If a record holds a picture, leave the picture out, but write out everything else exactly.
* * * * * * * * *
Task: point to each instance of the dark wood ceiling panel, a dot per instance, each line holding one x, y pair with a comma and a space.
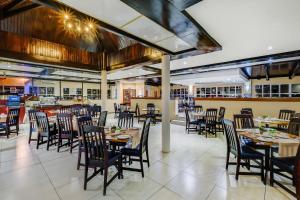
169, 15
32, 24
34, 50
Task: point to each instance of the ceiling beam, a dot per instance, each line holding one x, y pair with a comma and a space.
12, 4
294, 70
171, 15
55, 5
267, 71
10, 13
246, 73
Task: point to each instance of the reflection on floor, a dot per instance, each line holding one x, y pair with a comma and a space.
194, 169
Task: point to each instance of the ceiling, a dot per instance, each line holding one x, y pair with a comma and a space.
128, 19
14, 69
245, 29
227, 76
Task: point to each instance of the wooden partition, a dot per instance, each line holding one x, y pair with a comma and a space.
260, 106
142, 102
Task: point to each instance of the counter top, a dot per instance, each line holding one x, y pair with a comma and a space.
250, 99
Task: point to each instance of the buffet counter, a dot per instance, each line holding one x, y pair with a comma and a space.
260, 106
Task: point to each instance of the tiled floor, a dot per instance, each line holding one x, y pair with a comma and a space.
194, 169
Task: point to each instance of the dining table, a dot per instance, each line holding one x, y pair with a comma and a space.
267, 121
198, 115
145, 110
269, 138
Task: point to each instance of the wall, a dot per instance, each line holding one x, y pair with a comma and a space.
90, 86
151, 90
14, 81
142, 102
281, 80
259, 107
47, 83
139, 86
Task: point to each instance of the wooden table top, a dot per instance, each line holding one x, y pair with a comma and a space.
272, 121
267, 138
133, 134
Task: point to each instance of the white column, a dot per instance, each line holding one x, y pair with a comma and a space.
165, 98
103, 89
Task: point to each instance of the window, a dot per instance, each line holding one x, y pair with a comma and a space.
266, 91
284, 90
275, 90
295, 90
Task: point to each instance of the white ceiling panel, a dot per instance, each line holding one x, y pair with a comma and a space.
225, 76
76, 74
20, 74
147, 30
245, 29
121, 74
174, 44
18, 67
113, 12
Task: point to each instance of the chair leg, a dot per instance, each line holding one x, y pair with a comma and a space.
30, 134
38, 142
71, 145
105, 180
85, 177
142, 167
237, 169
48, 143
79, 158
227, 158
271, 173
262, 171
147, 154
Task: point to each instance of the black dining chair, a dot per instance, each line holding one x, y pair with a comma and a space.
209, 124
102, 119
197, 108
294, 126
140, 117
287, 167
125, 120
220, 120
136, 153
242, 153
45, 131
11, 125
296, 115
66, 131
190, 125
94, 111
247, 111
285, 115
81, 121
243, 121
98, 157
116, 110
32, 124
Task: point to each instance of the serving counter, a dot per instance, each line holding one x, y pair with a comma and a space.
260, 106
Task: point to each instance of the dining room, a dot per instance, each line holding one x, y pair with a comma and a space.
149, 100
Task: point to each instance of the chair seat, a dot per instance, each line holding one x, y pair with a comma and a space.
285, 164
112, 158
130, 151
194, 122
248, 152
3, 125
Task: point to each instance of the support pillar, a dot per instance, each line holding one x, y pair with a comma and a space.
165, 98
103, 89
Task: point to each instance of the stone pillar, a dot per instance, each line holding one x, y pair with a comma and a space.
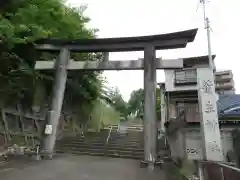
163, 109
51, 126
150, 128
210, 132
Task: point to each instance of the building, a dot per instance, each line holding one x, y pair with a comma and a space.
224, 82
184, 104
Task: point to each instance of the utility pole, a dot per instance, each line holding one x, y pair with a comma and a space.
208, 28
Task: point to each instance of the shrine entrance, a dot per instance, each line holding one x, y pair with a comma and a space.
148, 44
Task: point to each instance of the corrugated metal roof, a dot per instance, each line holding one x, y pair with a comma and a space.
227, 102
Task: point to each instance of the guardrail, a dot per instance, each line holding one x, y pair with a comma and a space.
219, 171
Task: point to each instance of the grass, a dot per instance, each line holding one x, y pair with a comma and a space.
103, 115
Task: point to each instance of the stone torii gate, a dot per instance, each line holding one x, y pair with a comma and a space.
149, 64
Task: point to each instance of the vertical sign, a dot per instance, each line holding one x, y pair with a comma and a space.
209, 115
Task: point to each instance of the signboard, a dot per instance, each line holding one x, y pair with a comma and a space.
48, 129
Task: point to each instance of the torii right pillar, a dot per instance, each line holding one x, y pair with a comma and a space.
150, 116
212, 148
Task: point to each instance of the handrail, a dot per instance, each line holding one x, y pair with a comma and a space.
109, 134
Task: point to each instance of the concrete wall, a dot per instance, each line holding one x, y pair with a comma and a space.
187, 143
170, 85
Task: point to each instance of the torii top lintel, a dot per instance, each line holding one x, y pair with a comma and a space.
160, 42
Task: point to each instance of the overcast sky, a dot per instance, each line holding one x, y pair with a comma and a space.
117, 18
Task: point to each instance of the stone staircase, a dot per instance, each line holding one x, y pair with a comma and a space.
93, 143
126, 145
125, 141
* * * * * * * * *
• **Final answer**
Task: point to each instance of the dark wood ceiling panel, a dot per instance, each line holding one x, y pair with a comma and a space.
169, 15
32, 24
34, 50
Task: point to each instance of the ceiling beam, a dot per instance, each line holding one x, y pair with a comma and a space.
12, 4
294, 70
171, 15
55, 5
267, 71
10, 13
246, 73
Task: point to each instance of the reflection on floor, a dot per instance, each line holding one x, y pair with a comma and a space.
194, 169
Task: point to each instance of the ceiling, a dot per instance, each line holding one x, y pair with a comma and a space.
128, 19
14, 69
245, 29
227, 76
Task: point to each instance of the wooden partition, a dot per instance, each line holding one x, y pair with a comma and a space.
260, 106
142, 102
Task: point to each instance of the counter top, a dot per instance, each line holding one x, y pair with a comma and a space.
250, 99
Task: point to each instance of the buffet counter, a dot per instance, each line holding one x, y pair with a comma and a space.
260, 106
Task: point to each instance of the tiled floor, a dot per instance, each line holding one x, y pair with a comma and a space.
194, 169
Task: point to each instance of the dining table, a dot per instance, each line holding one x, y pair with a comma and a space.
267, 121
198, 115
145, 110
269, 138
Task: point to each instance of the wall, a dot per instance, each line holding one x, y pair with a comma and a space.
90, 86
151, 90
14, 81
142, 102
281, 80
259, 107
47, 83
139, 86
Task: point to each instance of the wooden table top, a dot per instance, each line holding one x, y pair with a comma and a space.
272, 121
267, 138
133, 134
Task: point to each instance of the white column, a dot per instance, each line holding one x, y pair with a comma and a space.
165, 98
103, 89
Task: point to each instance of the window, a dot per instance, each line holding one x, y pair with a comma and a space.
266, 91
284, 90
275, 90
295, 90
Task: point to each instance of the white ceiling panel, a dot per instance, each line holding one x, y pair with a comma and a space.
225, 76
76, 74
20, 74
147, 30
245, 29
121, 74
174, 44
18, 67
113, 12
Task: point to each instance of the chair leg, a dot per instance, each line holding one x, y pair with a comma and a space.
30, 134
38, 142
71, 145
105, 180
85, 177
142, 167
237, 169
48, 143
79, 158
227, 158
271, 173
262, 171
147, 154
Task: point to each instance of the black dining chair, a dot per instance, each line holding one x, y pair with a comma and a space.
209, 124
102, 119
197, 108
294, 126
140, 117
287, 167
125, 120
220, 120
136, 153
242, 153
45, 131
11, 125
296, 115
66, 131
190, 125
94, 111
247, 111
285, 115
81, 121
243, 121
98, 157
116, 110
32, 124
Task: point to each instance of the serving counter, a dot per instance, each line holding one x, y pair with a comma and a space.
260, 106
Task: point to each instance of the dining room, a dot per instance, each line holding one x, y pair with a comma and a space.
149, 100
Task: point to each instance of the chair seat, a dot per instance, each line holding one x, y pair with a comma and a space.
285, 164
112, 158
130, 151
194, 122
248, 152
3, 125
Task: point to each instance of the support pillar, a dot per instance, each line holding one x, y pair with a comma and a space.
165, 98
103, 89
Task: point to each instance of the stone pillar, a dot per instance, each line holding one x, y pair with a comma and a space.
163, 109
51, 126
150, 128
210, 132
Task: point to each instance of the building, a dot per instance, each line holding one x, y pair with a comma and a space.
224, 82
184, 104
Task: point to each instance of the utility pole, a dot per instance, each line holding one x, y pair with a comma and a space.
208, 28
Task: point to each instance of the shrine entrance, a dot per instance, each line holding one x, y pair with a comma and a space.
148, 44
Task: point to each instance of the corrugated metal roof, a dot per instance, each line holding one x, y pair with a comma and a space.
227, 102
Task: point to each instance of the guardrail, a dot per instance, each line holding one x, y pair with a comma and a space.
219, 171
Task: point to each instance of the grass, a dot per instance, each line holding one x, y pair with a comma and a space.
103, 115
Task: point to each instance of the stone torii gate, a dot per instance, each line holding one x, y pair with a comma and a space.
149, 64
Task: point to each instance of the vertical sign, a dot per instance, each line holding one x, y pair with a comma and a space.
209, 115
Task: point to each instance of the signboard, a dot per instance, each line holding one x, y pair with a comma and a space.
48, 129
Task: point to each instance of the torii right pillar, a dot per instance, each line holding one x, y pair with a comma and a space.
150, 116
212, 148
Task: point to each instance of the handrail, a dot per instance, each line holding one x, y pair with a comma and a space.
109, 134
Task: point to each instance of the concrete wall, a dot per instance, each line holding one x, y pair with a comma and a space.
187, 143
170, 85
Task: point to each instance of the torii top lintel, a dot per instance, each line holding one x, y pair with a comma and a space.
160, 42
Task: point to each instance of the overcast sky, a dot per instance, each line holding one x, y pair with a comma and a space.
117, 18
Task: point to each instance of the stone staircase, a dot per instance, each line holding one x, y pair with a comma and a space.
93, 143
126, 145
125, 141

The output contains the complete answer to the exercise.